-- PAGE EXCERPT --
• • • •
Europe’s Best Museums Outside Big Cities, According to an Art Critic

Some of the most memorable art experiences in Europe are outside the bounds of major cities, often in picturesque locations just a short train, bus, or car ride away. London-based art critic Sam Phillips selects seven essential examples for when you need an escape from the urban sprawl.

Category:Design
Words by:Sam Phillips
UpdatedOctober 15, 2021

It’s not unusual for dwellers in Europe’s largest cities to routinely decamp to small towns, countrysides, lake towns, and seaside escapes, for holiday or a change of pace. There’s immense value in travelers following suit, taking leave for a day or two from strictly urban-focused itineraries to plunge into the often picturesque and culture-packed—but equally lesser known—locations just a train, bus, or car ride away. As in elsewhere, so many of Europe’s smaller but commuter-convenient locales are brimming with activity and offerings right now. These include museums and exhibits, many of which are on par with those in the major or capital cities nearby.

These seven museums in particular offer fresh perspective—not only on art and curation, but on what gems can lie past the outer bounds of these iconic cities. They also prove that the unexpected places to seek out art can be among the most rewarding.

Article image
Louisiana Museum of Modern Art. Kröller-Müller Museum. Centre Pompidou-Metz

Louisiana Museum of Modern Art - In Humlebæk, near Copenhagen, Denmark

Set a half hour’s train ride from Copenhagen in a 16th century former fishing village, the Louisiana is a masterpiece of Danish modernism and an amalgam of art, architecture, and landscape. The museum, surrounded by a superb sculpture park that overlooks the Øresund strait, specialises in European post-war art movements, while also hitting touchstones from across the Atlantic such as Warhol and Lichtenstein. Giacometti is centre stage, his sculptures the subject of a stunning gallery whose floor-to-ceiling windows overlook a willow-fringed lake. Current contemporary ‘wow’ moments include a Yayoi Kusama mirror room and temporary exhibitions that highlight international art stars: The beguiling figurative paintings of the Swedish artist Mamma Anderson are now on view alongside a show by the influential US filmmaker Arthur Jafa.
• • • •
-- DATA EXTRACT --

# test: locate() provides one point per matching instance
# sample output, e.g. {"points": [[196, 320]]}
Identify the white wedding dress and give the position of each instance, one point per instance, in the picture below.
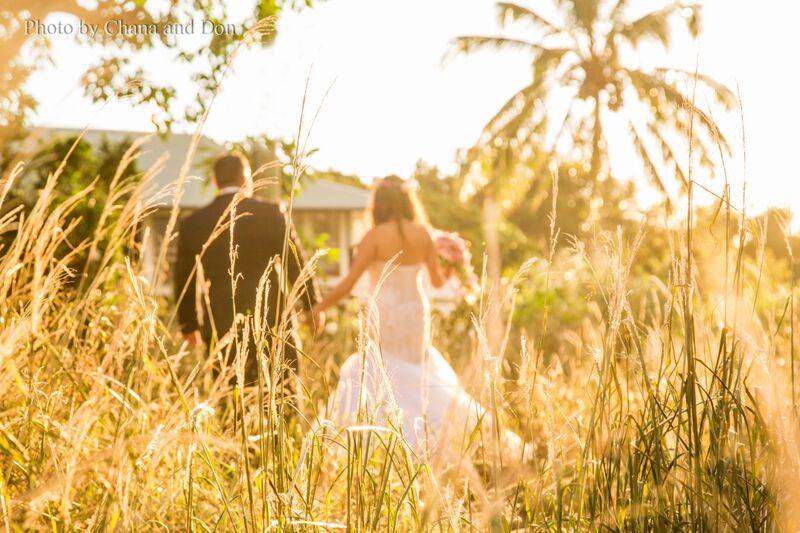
• • • •
-- WHAT IS EXPECTED --
Translate this sentence from the article on Europe's museums outside big cities into Spanish: "Giacometti is centre stage, his sculptures the subject of a stunning gallery whose floor-to-ceiling windows overlook a willow-fringed lake."

-- SOLUTION --
Giacometti ocupa un lugar central: sus esculturas son el tema de una impresionante galería cuyos ventanales de suelo a techo dan a un lago bordeado de sauces.